[[ Records for this task, beginning ]]

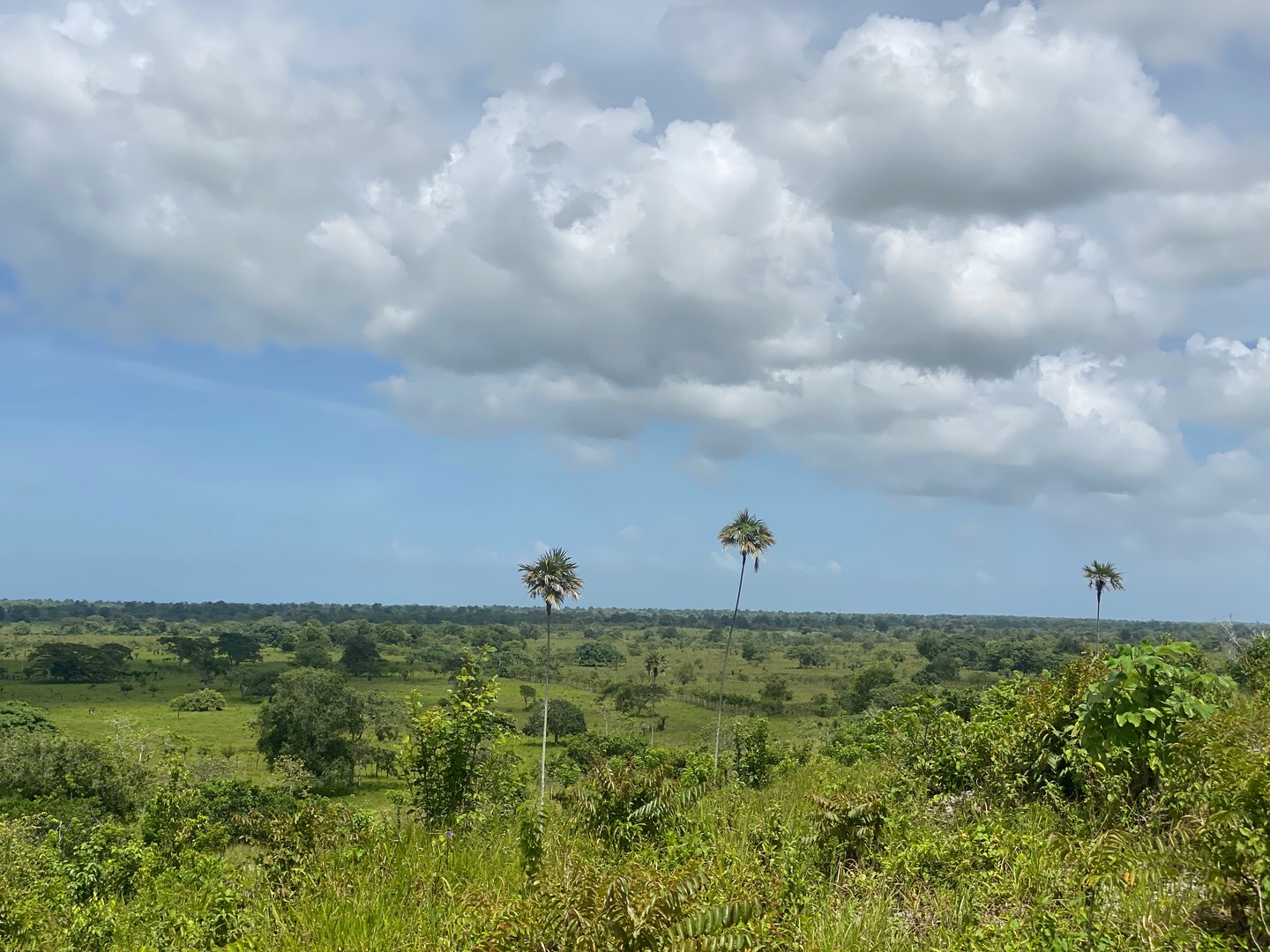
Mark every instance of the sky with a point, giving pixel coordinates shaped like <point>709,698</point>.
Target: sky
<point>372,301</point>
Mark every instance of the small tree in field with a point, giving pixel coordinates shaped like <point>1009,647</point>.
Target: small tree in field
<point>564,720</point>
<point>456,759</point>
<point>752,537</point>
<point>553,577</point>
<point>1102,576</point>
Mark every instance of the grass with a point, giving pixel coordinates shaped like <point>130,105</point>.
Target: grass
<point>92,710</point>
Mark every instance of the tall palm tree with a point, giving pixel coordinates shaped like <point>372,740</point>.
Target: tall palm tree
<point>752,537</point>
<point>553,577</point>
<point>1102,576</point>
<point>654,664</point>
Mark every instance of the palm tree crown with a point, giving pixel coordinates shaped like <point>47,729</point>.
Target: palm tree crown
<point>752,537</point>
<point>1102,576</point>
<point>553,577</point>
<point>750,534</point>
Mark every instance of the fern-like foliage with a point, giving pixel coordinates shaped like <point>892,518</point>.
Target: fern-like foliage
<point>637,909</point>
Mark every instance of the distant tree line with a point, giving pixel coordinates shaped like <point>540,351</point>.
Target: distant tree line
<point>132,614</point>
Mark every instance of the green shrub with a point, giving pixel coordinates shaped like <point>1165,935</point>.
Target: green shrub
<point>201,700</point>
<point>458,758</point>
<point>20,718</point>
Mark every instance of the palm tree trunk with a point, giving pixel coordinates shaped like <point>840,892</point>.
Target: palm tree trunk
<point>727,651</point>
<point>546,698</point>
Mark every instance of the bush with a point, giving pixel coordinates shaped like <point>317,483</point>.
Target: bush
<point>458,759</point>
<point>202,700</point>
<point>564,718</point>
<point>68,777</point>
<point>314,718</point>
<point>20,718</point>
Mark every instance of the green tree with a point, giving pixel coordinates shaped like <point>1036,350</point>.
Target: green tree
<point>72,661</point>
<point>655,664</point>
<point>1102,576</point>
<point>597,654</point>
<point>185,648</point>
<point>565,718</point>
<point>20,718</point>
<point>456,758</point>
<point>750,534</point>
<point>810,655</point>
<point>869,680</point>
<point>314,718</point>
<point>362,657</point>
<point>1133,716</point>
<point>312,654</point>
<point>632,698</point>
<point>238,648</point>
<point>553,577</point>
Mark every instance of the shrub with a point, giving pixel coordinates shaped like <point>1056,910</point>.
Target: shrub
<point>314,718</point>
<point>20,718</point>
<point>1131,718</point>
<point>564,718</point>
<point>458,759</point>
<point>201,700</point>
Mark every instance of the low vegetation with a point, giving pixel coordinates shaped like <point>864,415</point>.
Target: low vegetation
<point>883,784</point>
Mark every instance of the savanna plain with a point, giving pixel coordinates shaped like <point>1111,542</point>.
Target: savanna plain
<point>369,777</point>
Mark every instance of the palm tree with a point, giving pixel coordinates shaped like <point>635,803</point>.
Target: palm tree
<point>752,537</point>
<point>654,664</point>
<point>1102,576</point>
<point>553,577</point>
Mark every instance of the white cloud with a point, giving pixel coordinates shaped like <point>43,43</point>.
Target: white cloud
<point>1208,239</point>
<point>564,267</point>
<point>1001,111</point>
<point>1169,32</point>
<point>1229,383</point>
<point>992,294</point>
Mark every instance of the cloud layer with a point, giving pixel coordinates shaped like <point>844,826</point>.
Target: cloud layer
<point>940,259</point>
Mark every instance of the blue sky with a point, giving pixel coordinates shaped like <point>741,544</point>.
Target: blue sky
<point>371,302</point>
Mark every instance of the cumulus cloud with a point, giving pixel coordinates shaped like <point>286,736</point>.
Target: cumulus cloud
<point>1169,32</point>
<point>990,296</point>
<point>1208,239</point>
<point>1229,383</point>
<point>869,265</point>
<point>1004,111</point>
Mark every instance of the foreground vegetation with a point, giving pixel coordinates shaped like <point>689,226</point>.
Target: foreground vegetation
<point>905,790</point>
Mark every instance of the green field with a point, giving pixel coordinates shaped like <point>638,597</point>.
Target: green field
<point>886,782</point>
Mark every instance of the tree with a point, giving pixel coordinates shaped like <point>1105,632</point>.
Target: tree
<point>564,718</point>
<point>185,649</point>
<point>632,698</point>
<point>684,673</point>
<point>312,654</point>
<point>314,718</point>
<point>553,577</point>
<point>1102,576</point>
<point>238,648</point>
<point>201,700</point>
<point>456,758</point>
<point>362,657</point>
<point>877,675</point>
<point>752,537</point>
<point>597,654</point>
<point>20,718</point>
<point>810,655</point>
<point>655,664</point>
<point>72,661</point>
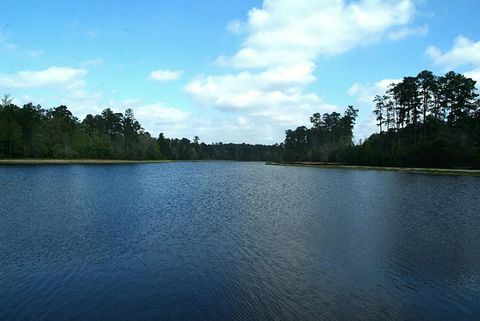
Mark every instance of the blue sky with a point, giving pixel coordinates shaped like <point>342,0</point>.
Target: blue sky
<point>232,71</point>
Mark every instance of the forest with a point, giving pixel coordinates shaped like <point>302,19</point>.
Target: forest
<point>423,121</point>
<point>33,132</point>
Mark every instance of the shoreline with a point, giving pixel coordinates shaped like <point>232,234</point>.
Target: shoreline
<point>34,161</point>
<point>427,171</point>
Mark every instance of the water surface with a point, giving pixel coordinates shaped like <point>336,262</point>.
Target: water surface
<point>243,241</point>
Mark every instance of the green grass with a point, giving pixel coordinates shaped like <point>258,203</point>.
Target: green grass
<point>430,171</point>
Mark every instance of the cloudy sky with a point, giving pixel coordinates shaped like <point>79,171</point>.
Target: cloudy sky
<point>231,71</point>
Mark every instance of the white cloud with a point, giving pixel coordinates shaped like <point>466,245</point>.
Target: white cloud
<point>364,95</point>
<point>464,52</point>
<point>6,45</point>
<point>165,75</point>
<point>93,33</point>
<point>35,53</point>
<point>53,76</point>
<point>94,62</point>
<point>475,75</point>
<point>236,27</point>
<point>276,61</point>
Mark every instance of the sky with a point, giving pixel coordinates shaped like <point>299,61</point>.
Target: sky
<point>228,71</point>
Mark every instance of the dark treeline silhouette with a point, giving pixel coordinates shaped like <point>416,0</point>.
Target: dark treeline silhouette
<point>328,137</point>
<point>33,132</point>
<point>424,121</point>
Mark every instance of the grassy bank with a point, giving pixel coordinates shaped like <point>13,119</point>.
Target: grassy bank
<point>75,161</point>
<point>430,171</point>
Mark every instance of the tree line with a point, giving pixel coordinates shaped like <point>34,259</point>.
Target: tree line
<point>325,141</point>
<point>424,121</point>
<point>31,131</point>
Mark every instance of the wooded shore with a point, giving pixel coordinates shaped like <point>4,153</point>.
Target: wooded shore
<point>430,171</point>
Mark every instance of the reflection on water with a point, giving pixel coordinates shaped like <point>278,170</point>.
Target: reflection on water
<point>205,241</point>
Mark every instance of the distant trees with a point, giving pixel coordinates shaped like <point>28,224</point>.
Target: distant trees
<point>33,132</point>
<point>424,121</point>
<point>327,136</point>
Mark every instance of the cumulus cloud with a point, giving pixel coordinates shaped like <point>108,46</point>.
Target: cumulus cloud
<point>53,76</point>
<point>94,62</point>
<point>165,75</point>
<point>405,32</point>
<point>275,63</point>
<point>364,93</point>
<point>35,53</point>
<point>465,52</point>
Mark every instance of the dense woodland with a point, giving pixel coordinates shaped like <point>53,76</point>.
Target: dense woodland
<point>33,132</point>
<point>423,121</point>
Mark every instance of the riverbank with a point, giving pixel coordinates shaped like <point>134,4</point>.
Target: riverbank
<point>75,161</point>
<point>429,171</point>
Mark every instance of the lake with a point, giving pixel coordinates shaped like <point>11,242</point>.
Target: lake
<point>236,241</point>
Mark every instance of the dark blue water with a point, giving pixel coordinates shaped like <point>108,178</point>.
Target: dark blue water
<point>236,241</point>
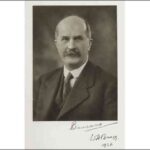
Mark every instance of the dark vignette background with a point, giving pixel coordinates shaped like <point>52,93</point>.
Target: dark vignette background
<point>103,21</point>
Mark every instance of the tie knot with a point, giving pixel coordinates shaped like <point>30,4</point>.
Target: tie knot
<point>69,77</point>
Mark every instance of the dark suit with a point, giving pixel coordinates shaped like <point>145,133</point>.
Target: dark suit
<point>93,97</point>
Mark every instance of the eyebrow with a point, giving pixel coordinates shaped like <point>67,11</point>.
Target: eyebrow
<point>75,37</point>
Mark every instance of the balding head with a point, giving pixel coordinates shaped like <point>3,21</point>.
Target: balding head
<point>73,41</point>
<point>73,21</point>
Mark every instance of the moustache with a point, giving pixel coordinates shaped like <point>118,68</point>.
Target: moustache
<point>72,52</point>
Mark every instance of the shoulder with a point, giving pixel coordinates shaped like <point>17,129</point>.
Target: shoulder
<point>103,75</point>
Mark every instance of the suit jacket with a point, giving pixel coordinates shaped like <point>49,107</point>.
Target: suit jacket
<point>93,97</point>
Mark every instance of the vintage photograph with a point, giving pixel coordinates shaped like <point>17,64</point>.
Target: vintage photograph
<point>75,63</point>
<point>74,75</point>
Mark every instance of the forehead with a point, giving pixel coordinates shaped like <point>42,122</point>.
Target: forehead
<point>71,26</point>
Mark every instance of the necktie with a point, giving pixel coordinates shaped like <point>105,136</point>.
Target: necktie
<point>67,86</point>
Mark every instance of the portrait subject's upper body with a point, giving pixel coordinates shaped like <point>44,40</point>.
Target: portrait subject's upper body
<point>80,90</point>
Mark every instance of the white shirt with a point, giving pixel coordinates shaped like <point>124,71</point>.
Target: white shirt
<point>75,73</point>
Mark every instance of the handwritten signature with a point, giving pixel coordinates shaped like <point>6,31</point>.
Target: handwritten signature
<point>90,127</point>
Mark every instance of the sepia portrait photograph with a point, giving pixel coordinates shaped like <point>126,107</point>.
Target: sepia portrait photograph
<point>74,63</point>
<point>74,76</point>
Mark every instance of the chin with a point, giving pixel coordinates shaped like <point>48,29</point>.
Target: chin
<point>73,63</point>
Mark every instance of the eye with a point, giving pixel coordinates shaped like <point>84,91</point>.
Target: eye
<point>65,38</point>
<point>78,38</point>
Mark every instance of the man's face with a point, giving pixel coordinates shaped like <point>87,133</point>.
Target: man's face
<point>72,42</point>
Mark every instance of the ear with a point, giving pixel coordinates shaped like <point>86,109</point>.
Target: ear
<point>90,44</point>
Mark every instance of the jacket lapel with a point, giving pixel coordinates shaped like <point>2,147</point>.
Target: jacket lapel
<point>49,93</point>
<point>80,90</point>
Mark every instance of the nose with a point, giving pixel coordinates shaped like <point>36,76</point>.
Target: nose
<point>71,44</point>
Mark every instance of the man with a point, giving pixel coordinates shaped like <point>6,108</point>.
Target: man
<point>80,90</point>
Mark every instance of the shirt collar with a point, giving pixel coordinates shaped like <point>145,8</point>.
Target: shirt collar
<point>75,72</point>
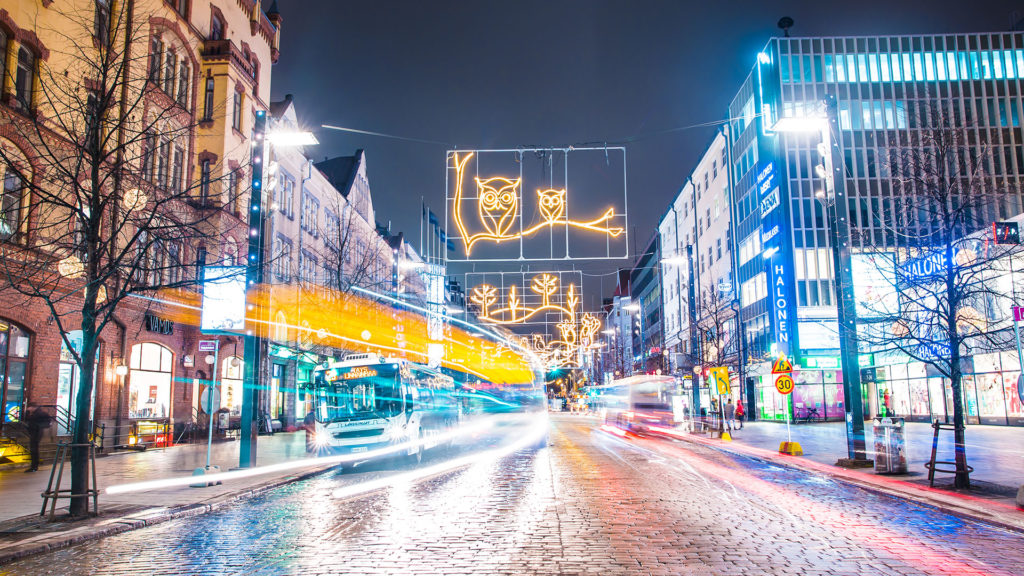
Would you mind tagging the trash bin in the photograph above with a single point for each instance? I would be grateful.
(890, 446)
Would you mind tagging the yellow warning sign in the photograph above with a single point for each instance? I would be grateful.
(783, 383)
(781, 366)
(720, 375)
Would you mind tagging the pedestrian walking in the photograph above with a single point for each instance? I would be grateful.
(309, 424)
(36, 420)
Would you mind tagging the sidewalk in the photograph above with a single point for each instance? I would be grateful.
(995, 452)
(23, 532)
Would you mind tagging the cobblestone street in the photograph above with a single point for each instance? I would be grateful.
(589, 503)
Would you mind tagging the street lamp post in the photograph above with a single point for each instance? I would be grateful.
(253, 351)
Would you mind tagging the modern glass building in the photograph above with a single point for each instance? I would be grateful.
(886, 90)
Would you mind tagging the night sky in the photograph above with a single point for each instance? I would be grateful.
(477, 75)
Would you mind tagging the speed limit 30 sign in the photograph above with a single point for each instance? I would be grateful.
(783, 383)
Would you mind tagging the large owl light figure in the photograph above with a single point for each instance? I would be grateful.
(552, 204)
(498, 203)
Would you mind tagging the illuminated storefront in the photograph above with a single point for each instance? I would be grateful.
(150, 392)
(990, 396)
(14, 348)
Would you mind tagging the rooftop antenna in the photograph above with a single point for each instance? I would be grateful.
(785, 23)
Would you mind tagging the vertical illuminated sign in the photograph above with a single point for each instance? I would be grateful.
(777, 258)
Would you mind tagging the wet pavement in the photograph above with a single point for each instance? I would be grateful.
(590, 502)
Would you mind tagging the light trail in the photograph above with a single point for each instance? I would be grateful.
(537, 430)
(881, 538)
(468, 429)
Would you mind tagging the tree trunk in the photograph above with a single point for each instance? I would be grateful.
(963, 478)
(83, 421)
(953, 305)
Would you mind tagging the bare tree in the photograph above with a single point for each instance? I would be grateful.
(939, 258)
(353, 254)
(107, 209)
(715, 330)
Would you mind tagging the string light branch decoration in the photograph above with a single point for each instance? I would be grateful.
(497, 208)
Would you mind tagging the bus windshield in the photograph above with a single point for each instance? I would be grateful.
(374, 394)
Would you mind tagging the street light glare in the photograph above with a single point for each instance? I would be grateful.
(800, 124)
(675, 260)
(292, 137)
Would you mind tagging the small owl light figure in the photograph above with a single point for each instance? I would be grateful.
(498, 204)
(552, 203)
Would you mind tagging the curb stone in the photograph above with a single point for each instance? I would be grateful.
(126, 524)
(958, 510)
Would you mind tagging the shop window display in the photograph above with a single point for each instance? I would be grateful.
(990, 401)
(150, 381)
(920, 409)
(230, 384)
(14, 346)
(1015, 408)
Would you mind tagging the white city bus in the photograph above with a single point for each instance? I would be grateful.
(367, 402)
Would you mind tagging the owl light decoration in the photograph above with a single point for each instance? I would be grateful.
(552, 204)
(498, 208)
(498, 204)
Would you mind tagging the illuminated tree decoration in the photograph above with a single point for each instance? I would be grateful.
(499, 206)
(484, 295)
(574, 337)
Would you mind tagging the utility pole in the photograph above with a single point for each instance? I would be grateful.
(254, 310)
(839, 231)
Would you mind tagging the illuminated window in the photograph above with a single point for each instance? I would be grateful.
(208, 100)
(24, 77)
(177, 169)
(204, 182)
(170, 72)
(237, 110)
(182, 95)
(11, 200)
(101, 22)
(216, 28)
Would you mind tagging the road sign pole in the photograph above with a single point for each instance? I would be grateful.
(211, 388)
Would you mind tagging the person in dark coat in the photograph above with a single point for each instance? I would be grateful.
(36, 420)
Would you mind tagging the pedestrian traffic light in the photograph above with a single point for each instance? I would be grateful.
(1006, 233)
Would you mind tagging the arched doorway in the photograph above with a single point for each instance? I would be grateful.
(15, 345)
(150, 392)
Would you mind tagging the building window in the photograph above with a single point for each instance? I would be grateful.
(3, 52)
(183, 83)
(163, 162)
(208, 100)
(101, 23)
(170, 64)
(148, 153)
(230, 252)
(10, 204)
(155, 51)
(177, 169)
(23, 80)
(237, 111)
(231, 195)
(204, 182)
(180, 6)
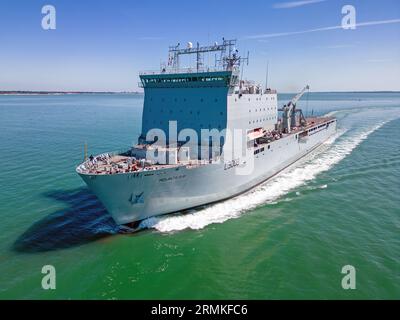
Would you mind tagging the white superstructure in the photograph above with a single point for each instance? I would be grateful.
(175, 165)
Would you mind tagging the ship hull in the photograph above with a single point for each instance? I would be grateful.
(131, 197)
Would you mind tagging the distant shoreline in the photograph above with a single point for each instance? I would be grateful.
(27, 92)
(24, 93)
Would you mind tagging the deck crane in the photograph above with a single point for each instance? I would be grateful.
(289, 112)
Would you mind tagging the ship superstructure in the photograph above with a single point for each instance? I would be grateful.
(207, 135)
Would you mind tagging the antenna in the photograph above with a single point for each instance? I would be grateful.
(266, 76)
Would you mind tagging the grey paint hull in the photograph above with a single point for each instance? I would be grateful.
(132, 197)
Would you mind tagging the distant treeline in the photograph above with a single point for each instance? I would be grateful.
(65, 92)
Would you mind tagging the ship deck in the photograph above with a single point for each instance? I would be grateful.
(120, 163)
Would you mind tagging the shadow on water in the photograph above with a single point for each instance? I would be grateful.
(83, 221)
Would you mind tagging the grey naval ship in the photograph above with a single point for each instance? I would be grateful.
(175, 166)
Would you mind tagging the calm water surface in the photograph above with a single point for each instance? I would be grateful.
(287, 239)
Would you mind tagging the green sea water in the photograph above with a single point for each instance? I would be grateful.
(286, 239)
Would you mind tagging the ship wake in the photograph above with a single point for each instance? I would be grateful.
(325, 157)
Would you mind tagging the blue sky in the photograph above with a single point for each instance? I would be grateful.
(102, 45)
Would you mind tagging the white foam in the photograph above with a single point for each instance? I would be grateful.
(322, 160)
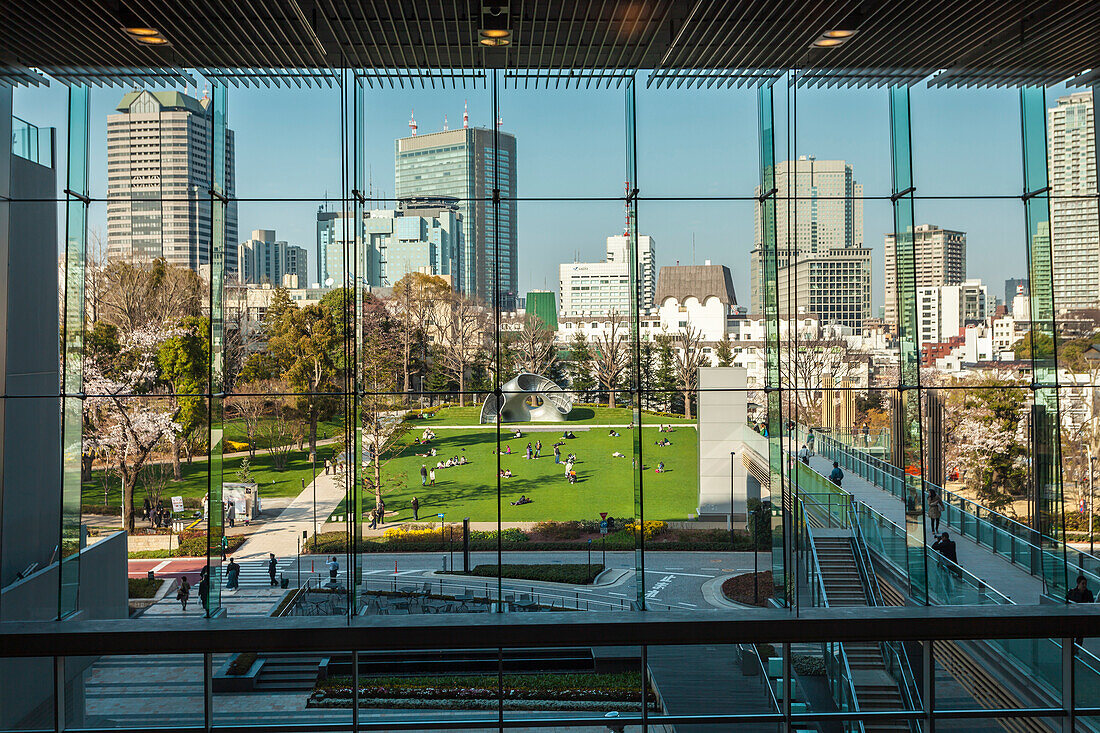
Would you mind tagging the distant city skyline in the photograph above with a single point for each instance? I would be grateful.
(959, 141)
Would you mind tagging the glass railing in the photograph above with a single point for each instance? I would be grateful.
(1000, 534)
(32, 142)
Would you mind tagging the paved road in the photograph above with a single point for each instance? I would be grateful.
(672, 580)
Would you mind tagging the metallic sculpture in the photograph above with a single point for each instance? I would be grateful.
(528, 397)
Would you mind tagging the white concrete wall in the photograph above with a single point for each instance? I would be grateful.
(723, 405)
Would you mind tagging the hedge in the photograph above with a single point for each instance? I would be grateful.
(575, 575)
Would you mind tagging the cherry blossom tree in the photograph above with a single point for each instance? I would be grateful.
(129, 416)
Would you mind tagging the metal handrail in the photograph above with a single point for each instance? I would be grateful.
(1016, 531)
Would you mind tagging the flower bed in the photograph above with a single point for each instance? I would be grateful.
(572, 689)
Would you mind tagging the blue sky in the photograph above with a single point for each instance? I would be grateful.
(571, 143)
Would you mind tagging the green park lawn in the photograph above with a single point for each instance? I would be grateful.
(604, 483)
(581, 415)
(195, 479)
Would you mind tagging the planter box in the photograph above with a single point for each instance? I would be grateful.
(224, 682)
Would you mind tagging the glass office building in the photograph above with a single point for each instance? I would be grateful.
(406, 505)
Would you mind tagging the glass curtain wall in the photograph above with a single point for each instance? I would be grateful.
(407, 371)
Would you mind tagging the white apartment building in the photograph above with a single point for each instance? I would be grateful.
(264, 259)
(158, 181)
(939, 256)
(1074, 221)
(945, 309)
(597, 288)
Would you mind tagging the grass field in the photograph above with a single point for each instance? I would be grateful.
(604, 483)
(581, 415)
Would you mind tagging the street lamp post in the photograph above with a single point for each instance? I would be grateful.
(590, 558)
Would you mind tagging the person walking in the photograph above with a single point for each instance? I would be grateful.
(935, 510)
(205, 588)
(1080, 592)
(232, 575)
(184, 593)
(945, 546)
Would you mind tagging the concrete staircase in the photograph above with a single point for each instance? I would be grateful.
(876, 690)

[[ Records for this task, end ]]

## Task requirements
A verbatim transcription is needed of the lines above, starting at the line with "Mark every instance of the tall" and ending at the line with "Mark every instance of the green shrub", both included, and of nothing else.

## Result
Mark every instance of the tall palm tree with a point, giving pixel coordinates shaped like <point>372,740</point>.
Target: tall palm tree
<point>752,537</point>
<point>553,577</point>
<point>1102,576</point>
<point>654,664</point>
Mark every instance of the palm tree crown with a point, giving pixel coordinates shaped like <point>47,729</point>.
Target: palm tree crown
<point>752,537</point>
<point>1102,576</point>
<point>553,577</point>
<point>750,534</point>
Mark every instance of the fern-like foliage with a point, giving pixel coordinates shaped like <point>892,518</point>.
Target: fern-like foliage
<point>637,909</point>
Mark every instance of the distant tree line with a point, giving pixel coordinates shaped like <point>540,351</point>.
Target: distant tree line
<point>132,614</point>
Mark every instance of the green shrub with a point, giving pixel coordinates shaped like <point>1165,935</point>.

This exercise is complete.